◆ Exercise material:
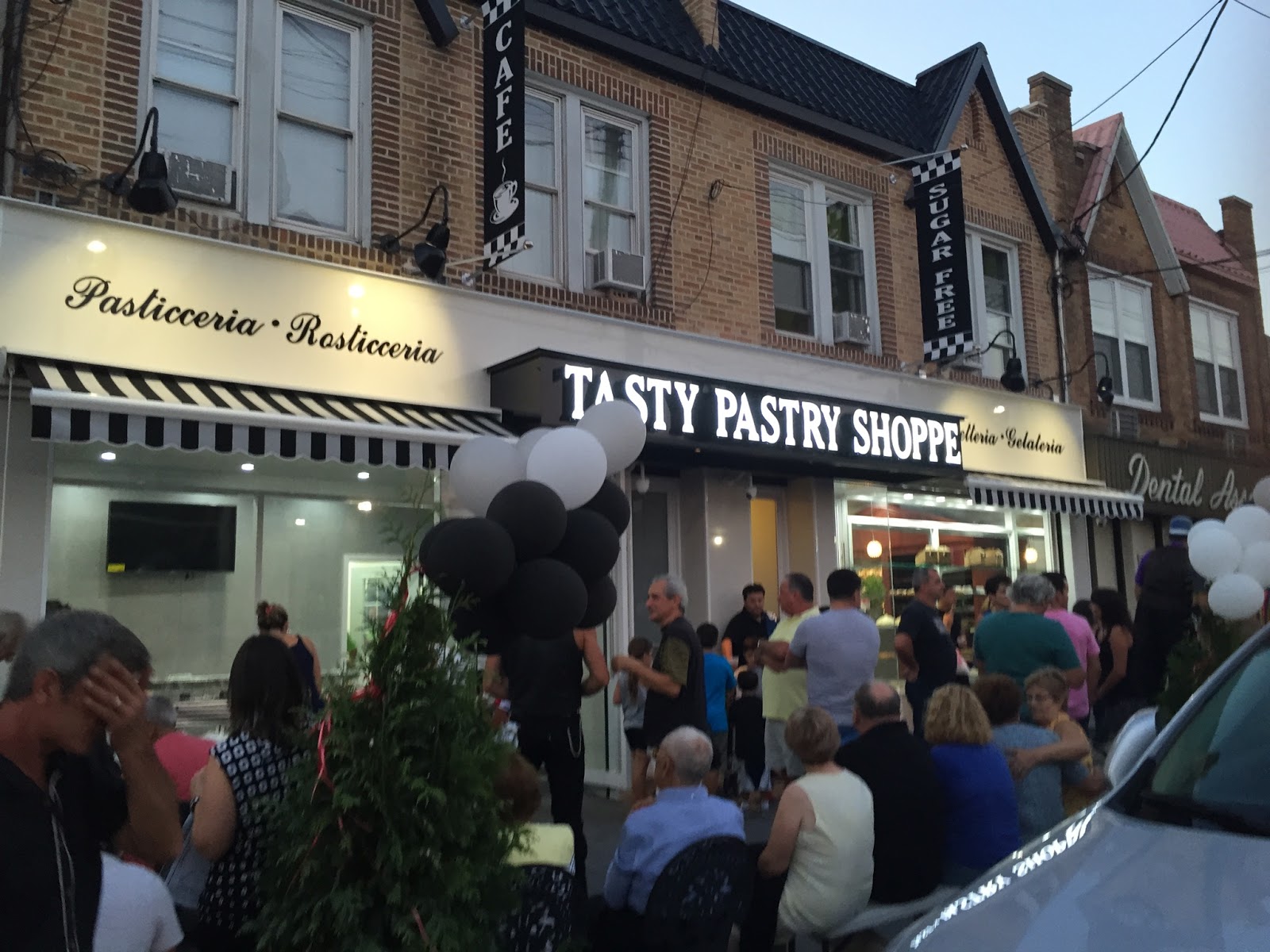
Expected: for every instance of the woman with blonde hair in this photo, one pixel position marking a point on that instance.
(816, 873)
(981, 809)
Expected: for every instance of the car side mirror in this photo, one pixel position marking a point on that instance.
(1130, 747)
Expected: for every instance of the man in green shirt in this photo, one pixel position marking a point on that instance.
(1022, 640)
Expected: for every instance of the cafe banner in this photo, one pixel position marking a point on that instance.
(1174, 482)
(948, 315)
(503, 98)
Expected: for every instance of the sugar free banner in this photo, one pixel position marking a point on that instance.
(948, 319)
(505, 129)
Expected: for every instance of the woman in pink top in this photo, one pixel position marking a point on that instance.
(1081, 636)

◆ Action item: From the line holding "Expected: for every instance of the sugar" to the end of the listing, copy every line exactly, both ends included, and add nothing.

◆ Expected output:
Expected: for every instance of the sugar free banner in this photo, one pixel position marking a point on that instance.
(948, 319)
(505, 129)
Expected: for every instance of the woman in pink top in this photo, one pixel position marking a point on that instance.
(1081, 636)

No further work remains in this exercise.